Task requirements »
The required answer is a copy of each line in the entries below that includes "right".

╭─ Data provided

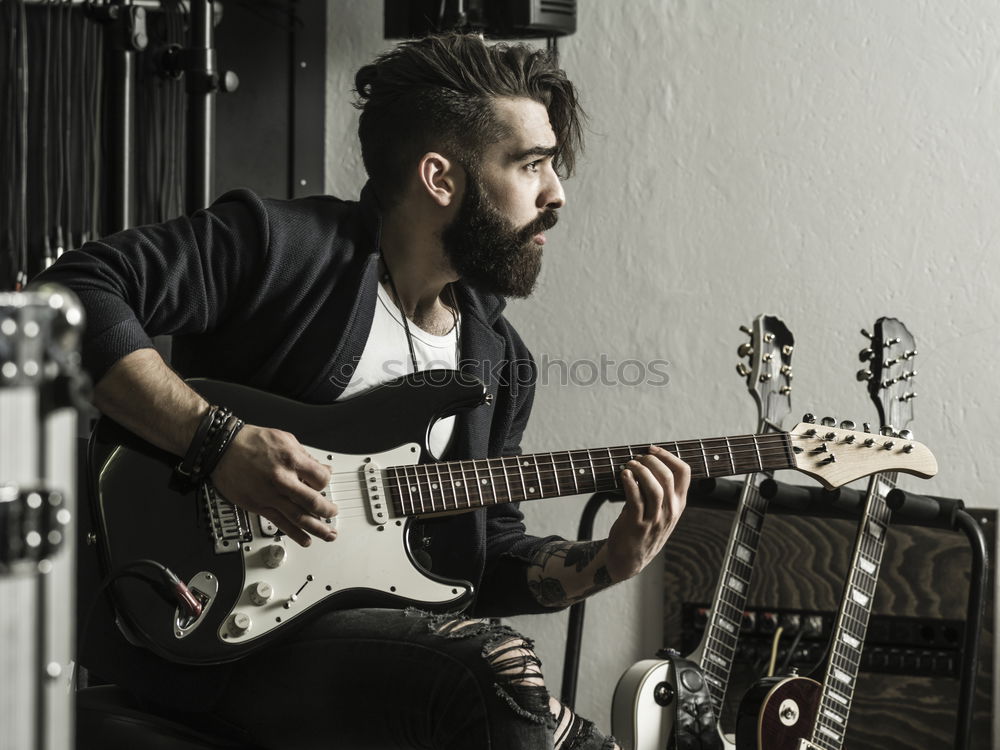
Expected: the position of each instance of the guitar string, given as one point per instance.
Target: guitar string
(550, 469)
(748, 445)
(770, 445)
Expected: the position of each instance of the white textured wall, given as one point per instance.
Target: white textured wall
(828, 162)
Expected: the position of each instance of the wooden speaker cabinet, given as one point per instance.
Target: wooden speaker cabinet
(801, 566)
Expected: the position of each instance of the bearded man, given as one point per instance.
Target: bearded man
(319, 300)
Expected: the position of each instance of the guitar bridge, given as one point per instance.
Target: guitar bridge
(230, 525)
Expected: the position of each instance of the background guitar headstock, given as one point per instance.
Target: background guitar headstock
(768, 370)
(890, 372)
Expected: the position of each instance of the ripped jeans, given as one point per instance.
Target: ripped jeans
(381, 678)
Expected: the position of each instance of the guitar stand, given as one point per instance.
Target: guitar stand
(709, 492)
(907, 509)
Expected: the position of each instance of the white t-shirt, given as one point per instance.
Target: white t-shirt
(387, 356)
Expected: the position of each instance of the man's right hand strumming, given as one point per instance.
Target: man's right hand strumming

╰─
╭─ Data provided

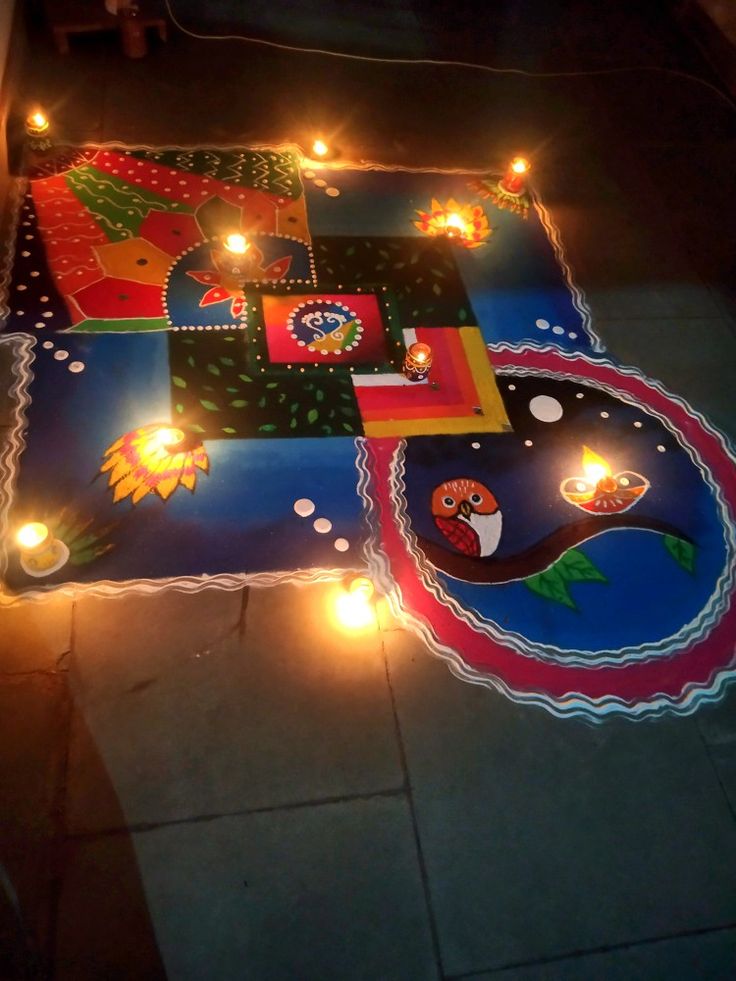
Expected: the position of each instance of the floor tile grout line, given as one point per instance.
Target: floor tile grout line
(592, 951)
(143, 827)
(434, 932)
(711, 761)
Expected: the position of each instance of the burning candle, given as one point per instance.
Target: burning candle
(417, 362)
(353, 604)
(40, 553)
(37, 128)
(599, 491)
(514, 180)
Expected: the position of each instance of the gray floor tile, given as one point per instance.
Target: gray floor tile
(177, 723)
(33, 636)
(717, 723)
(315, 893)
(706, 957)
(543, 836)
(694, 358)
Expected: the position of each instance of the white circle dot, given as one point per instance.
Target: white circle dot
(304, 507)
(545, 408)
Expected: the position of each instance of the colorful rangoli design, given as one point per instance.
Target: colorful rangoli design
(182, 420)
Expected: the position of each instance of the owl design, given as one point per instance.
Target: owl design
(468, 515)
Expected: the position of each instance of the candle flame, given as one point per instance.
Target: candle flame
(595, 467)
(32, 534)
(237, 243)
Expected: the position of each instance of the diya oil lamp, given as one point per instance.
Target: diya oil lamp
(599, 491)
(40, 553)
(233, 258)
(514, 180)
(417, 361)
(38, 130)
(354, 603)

╰─
╭─ Data provided

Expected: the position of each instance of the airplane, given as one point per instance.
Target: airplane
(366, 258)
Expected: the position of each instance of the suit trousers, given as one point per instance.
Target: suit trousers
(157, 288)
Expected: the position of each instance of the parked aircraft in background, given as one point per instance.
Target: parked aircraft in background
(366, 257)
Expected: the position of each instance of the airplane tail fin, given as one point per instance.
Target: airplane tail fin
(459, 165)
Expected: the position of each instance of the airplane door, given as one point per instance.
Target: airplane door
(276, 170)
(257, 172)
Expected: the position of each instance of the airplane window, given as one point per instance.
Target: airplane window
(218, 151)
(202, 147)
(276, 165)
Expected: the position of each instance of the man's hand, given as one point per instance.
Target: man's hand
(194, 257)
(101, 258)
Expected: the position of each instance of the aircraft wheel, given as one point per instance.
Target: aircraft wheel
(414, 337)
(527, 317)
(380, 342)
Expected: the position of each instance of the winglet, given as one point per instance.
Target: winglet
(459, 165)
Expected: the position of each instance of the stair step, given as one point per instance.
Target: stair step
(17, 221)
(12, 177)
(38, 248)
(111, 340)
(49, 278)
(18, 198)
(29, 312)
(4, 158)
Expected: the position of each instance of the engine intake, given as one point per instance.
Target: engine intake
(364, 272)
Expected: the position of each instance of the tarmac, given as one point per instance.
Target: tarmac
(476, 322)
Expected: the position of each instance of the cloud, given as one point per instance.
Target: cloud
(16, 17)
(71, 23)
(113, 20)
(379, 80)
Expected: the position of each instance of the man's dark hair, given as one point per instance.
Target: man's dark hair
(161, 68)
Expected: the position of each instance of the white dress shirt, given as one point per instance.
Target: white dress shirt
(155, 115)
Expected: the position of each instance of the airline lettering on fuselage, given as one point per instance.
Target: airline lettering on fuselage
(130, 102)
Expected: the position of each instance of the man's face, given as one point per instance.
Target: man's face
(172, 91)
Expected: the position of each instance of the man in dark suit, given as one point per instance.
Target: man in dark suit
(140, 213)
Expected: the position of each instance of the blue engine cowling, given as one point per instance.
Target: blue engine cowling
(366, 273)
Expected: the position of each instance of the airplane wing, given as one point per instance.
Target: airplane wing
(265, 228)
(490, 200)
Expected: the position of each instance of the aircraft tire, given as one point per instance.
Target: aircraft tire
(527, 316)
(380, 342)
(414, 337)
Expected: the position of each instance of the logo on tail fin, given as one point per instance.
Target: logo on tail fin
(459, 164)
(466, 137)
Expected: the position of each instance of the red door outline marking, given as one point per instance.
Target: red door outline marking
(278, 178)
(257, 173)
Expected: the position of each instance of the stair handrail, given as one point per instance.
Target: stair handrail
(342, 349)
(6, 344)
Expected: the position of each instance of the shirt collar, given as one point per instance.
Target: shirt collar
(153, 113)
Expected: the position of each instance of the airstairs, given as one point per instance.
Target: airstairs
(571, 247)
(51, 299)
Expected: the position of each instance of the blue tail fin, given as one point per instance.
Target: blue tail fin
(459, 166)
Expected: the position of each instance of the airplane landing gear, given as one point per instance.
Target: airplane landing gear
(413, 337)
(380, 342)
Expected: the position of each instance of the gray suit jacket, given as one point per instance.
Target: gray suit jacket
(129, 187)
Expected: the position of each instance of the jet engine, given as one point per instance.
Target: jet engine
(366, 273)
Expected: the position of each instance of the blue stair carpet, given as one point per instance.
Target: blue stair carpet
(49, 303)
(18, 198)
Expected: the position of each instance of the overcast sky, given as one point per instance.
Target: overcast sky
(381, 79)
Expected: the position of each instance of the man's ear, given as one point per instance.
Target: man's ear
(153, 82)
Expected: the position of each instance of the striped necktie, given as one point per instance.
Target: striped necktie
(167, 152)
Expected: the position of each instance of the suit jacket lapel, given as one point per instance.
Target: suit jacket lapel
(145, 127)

╰─

Result of this task »
Expected: the position of each instance of the man's right hand strumming, given as one point per instance.
Target: man's right hand strumming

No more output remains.